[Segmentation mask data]
+---+
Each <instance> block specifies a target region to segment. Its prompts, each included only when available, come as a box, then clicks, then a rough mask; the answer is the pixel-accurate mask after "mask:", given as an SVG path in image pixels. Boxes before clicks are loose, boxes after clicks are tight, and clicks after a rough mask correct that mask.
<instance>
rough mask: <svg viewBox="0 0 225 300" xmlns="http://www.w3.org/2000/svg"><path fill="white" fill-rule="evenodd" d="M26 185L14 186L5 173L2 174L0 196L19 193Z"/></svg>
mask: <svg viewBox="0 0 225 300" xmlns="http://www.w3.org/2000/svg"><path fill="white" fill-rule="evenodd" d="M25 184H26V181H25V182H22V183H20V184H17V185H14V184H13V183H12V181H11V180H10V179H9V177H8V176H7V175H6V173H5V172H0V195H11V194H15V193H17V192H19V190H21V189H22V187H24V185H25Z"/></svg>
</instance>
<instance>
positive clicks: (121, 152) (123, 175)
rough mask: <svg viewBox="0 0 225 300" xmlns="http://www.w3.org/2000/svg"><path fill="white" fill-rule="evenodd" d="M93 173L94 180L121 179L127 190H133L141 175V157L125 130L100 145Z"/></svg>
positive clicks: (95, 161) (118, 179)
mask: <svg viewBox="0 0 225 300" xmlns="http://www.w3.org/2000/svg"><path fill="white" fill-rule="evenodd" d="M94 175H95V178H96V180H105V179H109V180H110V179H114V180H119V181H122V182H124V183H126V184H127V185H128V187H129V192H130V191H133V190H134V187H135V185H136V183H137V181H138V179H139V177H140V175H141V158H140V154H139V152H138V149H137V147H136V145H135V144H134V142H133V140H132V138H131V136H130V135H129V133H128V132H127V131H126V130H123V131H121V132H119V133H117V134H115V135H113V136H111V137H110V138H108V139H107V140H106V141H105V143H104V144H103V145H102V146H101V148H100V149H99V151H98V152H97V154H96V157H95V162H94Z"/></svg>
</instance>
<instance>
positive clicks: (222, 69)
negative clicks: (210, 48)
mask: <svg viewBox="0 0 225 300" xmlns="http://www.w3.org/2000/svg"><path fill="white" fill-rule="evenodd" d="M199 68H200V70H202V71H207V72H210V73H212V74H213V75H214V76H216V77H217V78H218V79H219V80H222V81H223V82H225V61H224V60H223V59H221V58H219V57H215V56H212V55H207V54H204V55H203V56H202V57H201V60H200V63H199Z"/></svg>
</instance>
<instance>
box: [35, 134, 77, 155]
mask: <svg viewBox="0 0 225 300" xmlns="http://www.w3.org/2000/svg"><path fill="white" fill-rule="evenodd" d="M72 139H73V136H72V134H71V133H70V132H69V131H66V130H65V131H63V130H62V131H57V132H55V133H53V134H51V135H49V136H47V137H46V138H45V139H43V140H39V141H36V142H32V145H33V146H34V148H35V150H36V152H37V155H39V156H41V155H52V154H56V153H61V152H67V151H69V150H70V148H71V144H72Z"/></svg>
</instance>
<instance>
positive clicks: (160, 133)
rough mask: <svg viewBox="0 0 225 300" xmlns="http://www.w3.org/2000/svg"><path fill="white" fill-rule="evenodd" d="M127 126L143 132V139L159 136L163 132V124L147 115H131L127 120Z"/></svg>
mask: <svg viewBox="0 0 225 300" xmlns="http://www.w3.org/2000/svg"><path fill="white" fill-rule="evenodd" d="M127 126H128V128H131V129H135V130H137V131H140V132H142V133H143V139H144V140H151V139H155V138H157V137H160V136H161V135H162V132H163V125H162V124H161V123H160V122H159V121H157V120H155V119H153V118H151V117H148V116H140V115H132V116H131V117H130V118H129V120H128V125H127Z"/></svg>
+---+
Task: Copy each line of the data exactly, please.

Your solution:
Each <instance> block specifies a target region to segment. Its prompts, each included only when available, come as a box, then clicks, then a rough mask; the answer is the pixel-accurate mask after "mask:", given as an SVG path in image pixels. Boxes before clicks are loose, boxes after clicks are tight, and clicks after a rough mask correct that mask.
<instance>
rough mask: <svg viewBox="0 0 225 300" xmlns="http://www.w3.org/2000/svg"><path fill="white" fill-rule="evenodd" d="M26 185L14 186L5 173L2 174L0 196L19 193Z"/></svg>
mask: <svg viewBox="0 0 225 300" xmlns="http://www.w3.org/2000/svg"><path fill="white" fill-rule="evenodd" d="M25 184H26V181H25V182H22V183H20V184H17V185H14V184H13V183H12V181H11V180H10V179H9V177H8V176H7V175H6V173H5V172H0V195H11V194H15V193H17V192H19V190H21V189H22V187H24V185H25Z"/></svg>
</instance>
<instance>
positive clicks: (121, 152) (123, 175)
rough mask: <svg viewBox="0 0 225 300" xmlns="http://www.w3.org/2000/svg"><path fill="white" fill-rule="evenodd" d="M93 173L94 180L121 179L127 190H133L141 175V157L125 130L100 145Z"/></svg>
positive clicks: (95, 161) (118, 179)
mask: <svg viewBox="0 0 225 300" xmlns="http://www.w3.org/2000/svg"><path fill="white" fill-rule="evenodd" d="M94 175H95V178H96V180H105V179H109V180H110V179H114V180H119V181H122V182H124V183H126V184H127V185H128V187H129V192H130V191H133V190H134V187H135V185H136V183H137V181H138V179H139V177H140V175H141V158H140V154H139V152H138V149H137V147H136V145H135V144H134V142H133V140H132V138H131V136H130V135H129V133H128V132H127V131H126V130H123V131H121V132H119V133H117V134H115V135H113V136H111V137H110V138H108V139H107V140H106V141H105V143H104V144H103V145H102V146H101V148H100V149H99V151H98V152H97V154H96V157H95V162H94Z"/></svg>
</instance>
<instance>
positive clicks: (222, 69)
negative clicks: (210, 48)
mask: <svg viewBox="0 0 225 300" xmlns="http://www.w3.org/2000/svg"><path fill="white" fill-rule="evenodd" d="M199 68H200V70H202V71H207V72H210V73H212V74H213V75H214V76H216V77H217V78H218V79H219V80H222V81H223V82H225V61H224V60H223V59H221V58H219V57H215V56H212V55H207V54H204V55H203V56H202V57H201V60H200V63H199Z"/></svg>
</instance>
<instance>
box: [35, 134, 77, 155]
mask: <svg viewBox="0 0 225 300" xmlns="http://www.w3.org/2000/svg"><path fill="white" fill-rule="evenodd" d="M72 139H73V136H72V134H71V133H70V132H69V131H66V130H65V131H63V130H62V131H57V132H55V133H53V134H51V135H49V136H47V137H46V138H45V139H43V140H39V141H36V142H32V145H33V146H34V148H35V150H36V152H37V155H39V156H41V155H52V154H56V153H61V152H67V151H69V150H70V148H71V144H72Z"/></svg>
</instance>
<instance>
positive clicks: (160, 133)
rough mask: <svg viewBox="0 0 225 300" xmlns="http://www.w3.org/2000/svg"><path fill="white" fill-rule="evenodd" d="M127 126L143 132V139L159 136L163 132V124L147 115H131L127 120Z"/></svg>
mask: <svg viewBox="0 0 225 300" xmlns="http://www.w3.org/2000/svg"><path fill="white" fill-rule="evenodd" d="M127 126H128V128H131V129H135V130H137V131H140V132H142V133H143V139H144V140H151V139H155V138H157V137H160V136H161V135H162V132H163V125H162V124H161V123H160V122H159V121H157V120H155V119H153V118H151V117H148V116H140V115H132V116H131V117H130V118H129V120H128V125H127Z"/></svg>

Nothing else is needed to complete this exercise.